**YOUR TASK**
Write out every line of the items below in full, scaling each polygon coordinate in the answers by 0.9 and rounding it to a whole number, with halves rounded up. Only the coordinates in the answers change, all other numbers stay as they are, and the pictures are left out.

Collected data:
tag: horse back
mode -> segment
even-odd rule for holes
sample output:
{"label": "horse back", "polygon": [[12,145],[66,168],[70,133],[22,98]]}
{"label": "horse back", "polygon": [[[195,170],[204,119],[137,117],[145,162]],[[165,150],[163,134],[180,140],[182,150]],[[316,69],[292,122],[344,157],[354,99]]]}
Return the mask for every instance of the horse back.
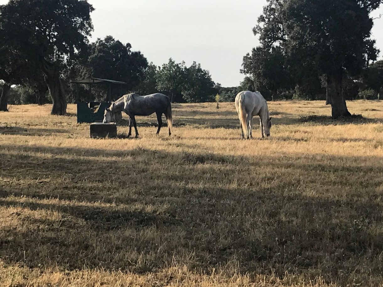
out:
{"label": "horse back", "polygon": [[149,116],[164,113],[167,108],[167,96],[159,93],[146,96],[133,95],[127,99],[125,112],[134,116]]}

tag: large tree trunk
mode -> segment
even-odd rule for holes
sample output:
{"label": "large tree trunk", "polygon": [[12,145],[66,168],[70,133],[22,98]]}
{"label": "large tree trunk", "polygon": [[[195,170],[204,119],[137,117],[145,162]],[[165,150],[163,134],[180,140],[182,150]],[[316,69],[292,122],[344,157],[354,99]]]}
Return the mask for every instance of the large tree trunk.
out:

**TASK OUTPUT**
tag: horse back
mode -> segment
even-odd rule for holes
sample output:
{"label": "horse back", "polygon": [[12,145],[66,168],[70,133],[22,98]]}
{"label": "horse back", "polygon": [[[195,170],[204,119],[137,117],[145,162]],[[165,150],[163,134],[180,140],[182,150]],[[316,69],[292,122],[344,157],[354,99]]]}
Return the mask for every instance of the horse back.
out:
{"label": "horse back", "polygon": [[134,104],[148,102],[150,97],[150,86],[143,84],[131,86],[120,86],[114,89],[113,101],[121,104]]}

tag: large tree trunk
mode -> segment
even-odd rule for holes
sample output:
{"label": "large tree trunk", "polygon": [[12,145],[66,168],[70,133],[22,98]]}
{"label": "large tree trunk", "polygon": [[[195,170],[204,119],[137,117],[145,162]],[[165,150],[163,134],[180,140],[182,150]],[[316,69],[292,122],[344,157],[354,99]]]}
Return the mask for every instance of the large tree trunk.
out:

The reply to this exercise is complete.